(Exercise material Opens)

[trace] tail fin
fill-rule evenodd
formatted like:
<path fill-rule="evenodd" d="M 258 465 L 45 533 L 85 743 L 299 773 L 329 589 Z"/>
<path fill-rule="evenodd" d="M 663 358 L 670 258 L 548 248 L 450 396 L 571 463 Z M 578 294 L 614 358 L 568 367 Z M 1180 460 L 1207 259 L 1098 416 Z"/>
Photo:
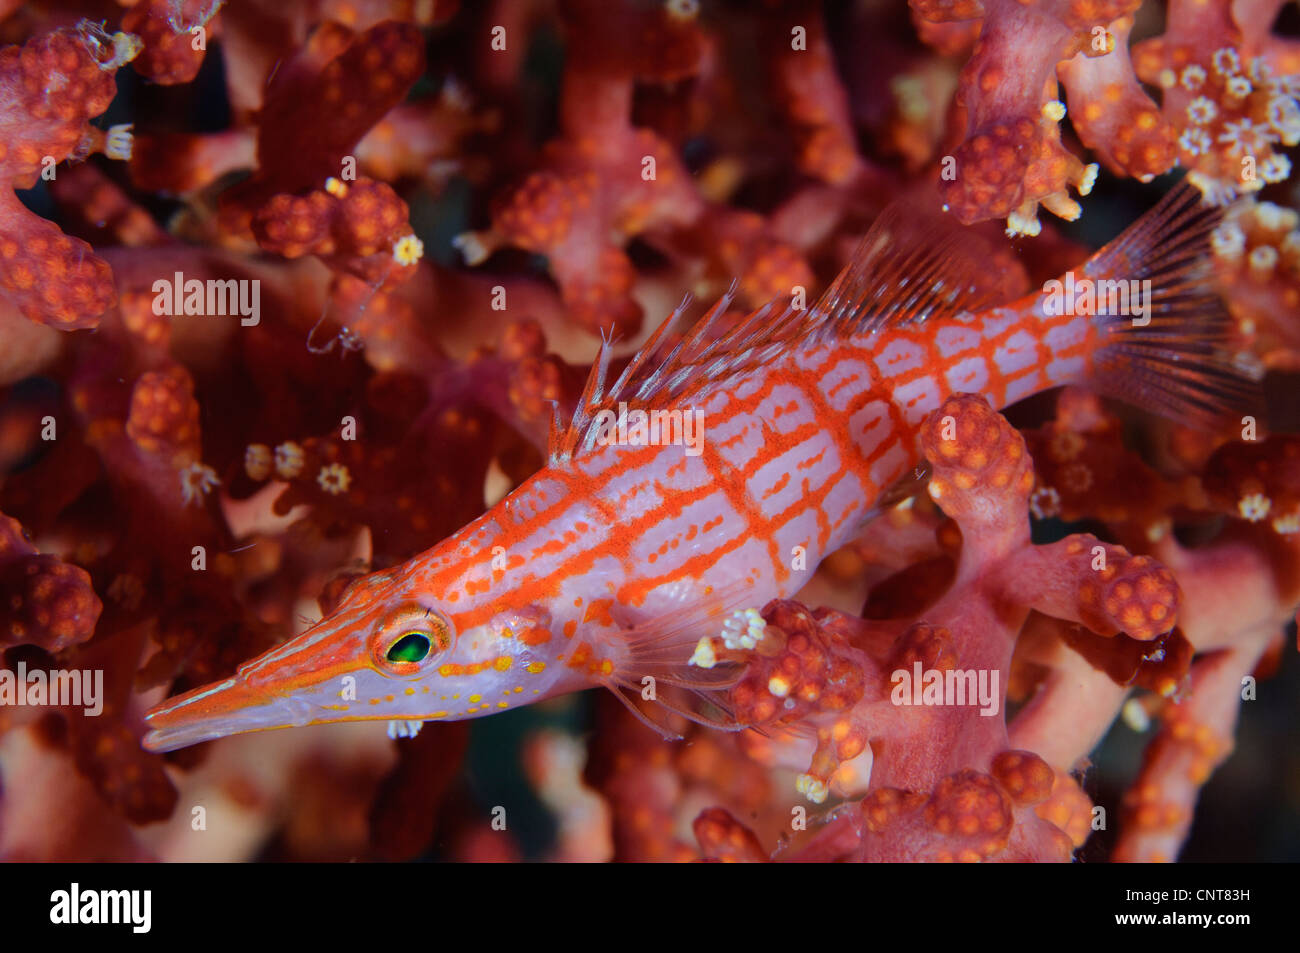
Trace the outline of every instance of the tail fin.
<path fill-rule="evenodd" d="M 1084 266 L 1094 283 L 1142 282 L 1126 287 L 1144 289 L 1147 309 L 1141 320 L 1098 314 L 1097 391 L 1202 426 L 1259 411 L 1262 368 L 1234 353 L 1214 287 L 1211 242 L 1222 220 L 1223 209 L 1184 182 Z"/>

(Exercise material Closes)

(Required work): From the line that contains "663 358 L 670" through the last line of the listing, copy each line exactly; both end lines stay in, and pictures stay out.

(Task solution):
<path fill-rule="evenodd" d="M 663 358 L 670 258 L 548 248 L 450 396 L 571 463 Z M 578 294 L 614 358 L 568 367 Z M 1180 460 L 1207 259 L 1098 416 Z"/>
Photo:
Trace the outline of every instance of the tail fin.
<path fill-rule="evenodd" d="M 1084 266 L 1094 283 L 1142 282 L 1126 287 L 1144 289 L 1147 309 L 1141 320 L 1098 314 L 1097 391 L 1202 426 L 1259 411 L 1262 368 L 1234 353 L 1214 287 L 1211 242 L 1222 220 L 1223 209 L 1184 182 Z"/>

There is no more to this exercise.